CONSEGNA:
Traduci in inglese, per favore, questa frase del brano su Il trono di spade: «Gli statunitensi sono ignoranti, semianalfabeti, non sanno neanche dove si trovano le nazioni che il loro governo bombarda ecc.»

BRANO CITATO:
━━━━━━━━

Uno spettro si nasconde dietro “Il trono di spade”…
di GENNARO SCALA (FSI Bologna)
Devo fare subito una sorta di avvertenza spoiler, di seguito analizzeremo tanto esteticamente che politicamente la favola del potere dal nome Il trono di spade, quanti credono invece che si tratti solo di un innocuo divertimento, da non prendere sul serio, possono anche abbandonare la lettura. Noi educati nelle scuole delle nazioni europee “continentali”, e quel noi sottende anche chi scrive, conserviamo un ingiustificato senso di superiorità, o giustificato solo dalle passate glorie, nei confronti della cultura statunitense (e vedo già qualcuno storcere il naso al termine “cultura statunitense”) . Gli statunitensi sono ignoranti, semianalfabeti, non sanno neanche dove si trovano le nazioni che il loro governo bombarda ecc. Si tratta di una specie di “formazione reattiva” direbbero gli psicologi, o comunque una forma di subalternità mascherata da “atteggiamento critico”, una reazione mentale all’effettiva nostra subordinazione, anche culturale, agli Usa.
Il risultato è che solitamente dagli Usa viene importato prevalentemente solo quanto è privo di valore, la quantità enorme di paccottiglia che riversano nel nostro tempo libero attraverso i loro canali mediatici, mentre invece quanto di valido producono in generale viene da noi poco apprezzato e valorizzato. Si è passati dal rifiuto “apocalittico” della “cultura di massa” al consumo onnivoro e acritico “integrato” al sistema, senza mai instaurare un filtro critico che possa separare quanto è valido da quanto è nocivo dal punto di vista culturale.

━━━━━━━━

DATI ARCHIVIATI:
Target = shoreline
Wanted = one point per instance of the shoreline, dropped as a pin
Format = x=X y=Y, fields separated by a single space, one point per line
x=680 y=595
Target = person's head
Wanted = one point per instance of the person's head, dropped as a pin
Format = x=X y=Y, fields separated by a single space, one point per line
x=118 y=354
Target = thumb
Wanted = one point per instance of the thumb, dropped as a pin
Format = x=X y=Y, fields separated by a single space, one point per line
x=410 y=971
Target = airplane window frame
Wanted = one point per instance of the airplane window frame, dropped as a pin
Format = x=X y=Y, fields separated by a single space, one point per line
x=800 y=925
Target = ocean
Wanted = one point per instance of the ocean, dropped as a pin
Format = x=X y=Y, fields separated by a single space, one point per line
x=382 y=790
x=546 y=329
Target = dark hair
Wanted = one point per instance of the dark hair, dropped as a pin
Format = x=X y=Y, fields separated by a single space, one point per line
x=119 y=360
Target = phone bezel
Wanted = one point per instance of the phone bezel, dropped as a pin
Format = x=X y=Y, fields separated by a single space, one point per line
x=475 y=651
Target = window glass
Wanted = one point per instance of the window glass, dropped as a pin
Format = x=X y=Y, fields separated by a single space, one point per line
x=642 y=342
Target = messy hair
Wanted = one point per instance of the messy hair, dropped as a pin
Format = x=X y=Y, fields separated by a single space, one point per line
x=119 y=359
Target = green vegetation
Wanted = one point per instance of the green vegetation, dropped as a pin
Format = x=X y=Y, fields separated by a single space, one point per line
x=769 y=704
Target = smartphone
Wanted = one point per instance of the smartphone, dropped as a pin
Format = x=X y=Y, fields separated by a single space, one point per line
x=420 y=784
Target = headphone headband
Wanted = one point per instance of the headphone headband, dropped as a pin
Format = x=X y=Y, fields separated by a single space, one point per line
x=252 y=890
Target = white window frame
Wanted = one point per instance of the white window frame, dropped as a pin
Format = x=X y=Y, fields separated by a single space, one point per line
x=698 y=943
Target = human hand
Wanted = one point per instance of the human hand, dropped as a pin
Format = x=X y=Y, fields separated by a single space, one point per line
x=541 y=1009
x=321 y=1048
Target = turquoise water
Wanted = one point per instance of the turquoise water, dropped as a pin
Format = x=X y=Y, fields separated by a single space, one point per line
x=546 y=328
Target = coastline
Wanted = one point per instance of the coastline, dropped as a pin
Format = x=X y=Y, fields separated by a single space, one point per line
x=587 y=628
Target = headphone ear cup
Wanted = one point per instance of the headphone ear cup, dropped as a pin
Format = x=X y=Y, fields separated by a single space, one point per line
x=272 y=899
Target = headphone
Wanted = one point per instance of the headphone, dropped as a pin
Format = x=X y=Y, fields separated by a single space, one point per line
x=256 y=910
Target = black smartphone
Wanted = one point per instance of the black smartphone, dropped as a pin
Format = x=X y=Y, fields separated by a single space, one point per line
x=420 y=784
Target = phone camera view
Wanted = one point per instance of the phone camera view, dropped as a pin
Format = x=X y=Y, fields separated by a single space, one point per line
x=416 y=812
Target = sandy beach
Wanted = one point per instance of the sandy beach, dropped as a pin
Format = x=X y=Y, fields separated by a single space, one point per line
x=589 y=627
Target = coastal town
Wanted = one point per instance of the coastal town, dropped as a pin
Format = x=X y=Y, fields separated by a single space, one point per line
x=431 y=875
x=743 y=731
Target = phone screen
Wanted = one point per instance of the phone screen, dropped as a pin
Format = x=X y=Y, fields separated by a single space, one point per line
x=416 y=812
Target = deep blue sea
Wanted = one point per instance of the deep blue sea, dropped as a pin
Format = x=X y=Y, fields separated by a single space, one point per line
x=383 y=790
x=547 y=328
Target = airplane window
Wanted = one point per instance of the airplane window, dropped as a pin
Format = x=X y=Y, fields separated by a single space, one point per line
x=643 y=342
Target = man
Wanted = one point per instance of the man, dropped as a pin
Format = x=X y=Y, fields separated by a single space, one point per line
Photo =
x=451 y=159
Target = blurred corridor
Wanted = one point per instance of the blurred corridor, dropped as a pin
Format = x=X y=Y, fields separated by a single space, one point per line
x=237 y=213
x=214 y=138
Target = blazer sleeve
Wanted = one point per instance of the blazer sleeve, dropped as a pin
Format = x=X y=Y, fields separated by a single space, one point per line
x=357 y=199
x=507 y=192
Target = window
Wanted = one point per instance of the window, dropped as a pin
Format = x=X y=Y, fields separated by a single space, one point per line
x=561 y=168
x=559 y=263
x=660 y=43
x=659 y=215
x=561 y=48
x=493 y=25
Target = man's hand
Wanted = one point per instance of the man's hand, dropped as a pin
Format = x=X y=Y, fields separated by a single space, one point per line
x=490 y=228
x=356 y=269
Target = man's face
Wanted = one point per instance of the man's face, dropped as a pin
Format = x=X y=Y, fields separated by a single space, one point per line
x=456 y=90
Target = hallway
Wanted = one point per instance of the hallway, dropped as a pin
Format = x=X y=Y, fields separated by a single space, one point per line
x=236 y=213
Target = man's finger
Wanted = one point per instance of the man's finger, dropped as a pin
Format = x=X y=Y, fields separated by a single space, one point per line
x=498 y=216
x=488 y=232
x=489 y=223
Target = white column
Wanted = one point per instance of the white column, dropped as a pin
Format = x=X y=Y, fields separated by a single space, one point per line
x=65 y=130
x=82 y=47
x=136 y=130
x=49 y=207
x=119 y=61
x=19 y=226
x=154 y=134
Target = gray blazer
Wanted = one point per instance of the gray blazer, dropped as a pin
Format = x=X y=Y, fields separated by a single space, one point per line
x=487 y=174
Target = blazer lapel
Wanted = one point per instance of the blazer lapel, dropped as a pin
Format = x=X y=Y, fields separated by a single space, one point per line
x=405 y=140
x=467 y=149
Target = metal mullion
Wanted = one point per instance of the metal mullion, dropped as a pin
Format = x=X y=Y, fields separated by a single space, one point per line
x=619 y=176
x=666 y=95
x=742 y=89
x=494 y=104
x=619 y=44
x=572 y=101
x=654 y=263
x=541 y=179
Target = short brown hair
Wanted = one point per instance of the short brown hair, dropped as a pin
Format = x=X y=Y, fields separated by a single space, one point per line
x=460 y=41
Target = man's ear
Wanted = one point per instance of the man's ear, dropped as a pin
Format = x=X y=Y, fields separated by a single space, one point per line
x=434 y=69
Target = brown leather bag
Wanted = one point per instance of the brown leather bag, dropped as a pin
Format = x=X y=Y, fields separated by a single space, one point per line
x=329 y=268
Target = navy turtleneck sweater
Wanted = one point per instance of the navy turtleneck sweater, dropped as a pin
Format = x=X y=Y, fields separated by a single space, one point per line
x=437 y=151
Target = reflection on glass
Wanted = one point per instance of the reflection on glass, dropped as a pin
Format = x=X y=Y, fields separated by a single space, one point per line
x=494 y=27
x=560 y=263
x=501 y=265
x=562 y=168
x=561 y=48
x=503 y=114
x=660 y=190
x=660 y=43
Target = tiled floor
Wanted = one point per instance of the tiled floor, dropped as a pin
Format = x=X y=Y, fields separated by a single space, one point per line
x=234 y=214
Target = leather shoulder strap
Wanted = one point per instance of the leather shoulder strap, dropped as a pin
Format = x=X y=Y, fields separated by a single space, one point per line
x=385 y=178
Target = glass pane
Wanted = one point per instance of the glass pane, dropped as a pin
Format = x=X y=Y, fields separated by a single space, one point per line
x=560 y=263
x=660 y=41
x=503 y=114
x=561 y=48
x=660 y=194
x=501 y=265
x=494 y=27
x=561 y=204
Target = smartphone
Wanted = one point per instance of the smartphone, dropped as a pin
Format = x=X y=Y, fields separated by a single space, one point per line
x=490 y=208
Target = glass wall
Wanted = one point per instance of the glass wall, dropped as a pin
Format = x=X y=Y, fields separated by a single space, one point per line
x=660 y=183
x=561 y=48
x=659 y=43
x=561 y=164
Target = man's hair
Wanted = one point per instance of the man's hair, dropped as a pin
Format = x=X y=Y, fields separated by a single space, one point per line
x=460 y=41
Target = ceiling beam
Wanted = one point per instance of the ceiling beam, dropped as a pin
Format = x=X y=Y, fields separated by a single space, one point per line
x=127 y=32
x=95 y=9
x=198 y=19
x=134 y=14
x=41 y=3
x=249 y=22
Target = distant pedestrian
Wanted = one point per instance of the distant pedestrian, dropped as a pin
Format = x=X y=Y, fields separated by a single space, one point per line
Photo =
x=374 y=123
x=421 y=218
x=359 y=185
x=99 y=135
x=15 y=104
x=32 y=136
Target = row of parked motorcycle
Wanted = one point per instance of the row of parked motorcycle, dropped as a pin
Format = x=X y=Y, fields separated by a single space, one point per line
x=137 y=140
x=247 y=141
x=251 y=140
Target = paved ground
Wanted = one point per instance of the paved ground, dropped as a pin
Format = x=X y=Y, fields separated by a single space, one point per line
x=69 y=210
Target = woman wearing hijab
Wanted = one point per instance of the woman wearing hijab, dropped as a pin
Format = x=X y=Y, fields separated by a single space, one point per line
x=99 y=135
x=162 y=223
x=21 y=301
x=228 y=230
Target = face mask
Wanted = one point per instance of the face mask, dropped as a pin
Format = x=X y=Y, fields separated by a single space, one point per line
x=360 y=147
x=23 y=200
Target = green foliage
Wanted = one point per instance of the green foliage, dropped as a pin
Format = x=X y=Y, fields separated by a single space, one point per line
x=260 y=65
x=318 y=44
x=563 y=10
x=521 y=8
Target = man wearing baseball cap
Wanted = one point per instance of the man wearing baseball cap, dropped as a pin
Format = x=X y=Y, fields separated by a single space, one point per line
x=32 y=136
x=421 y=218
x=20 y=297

━━━━━━━━

RISPOSTA CORRETTA:
Americans are ignorant and semiliterate; they don't even know where the nations their government bombs are located, etc.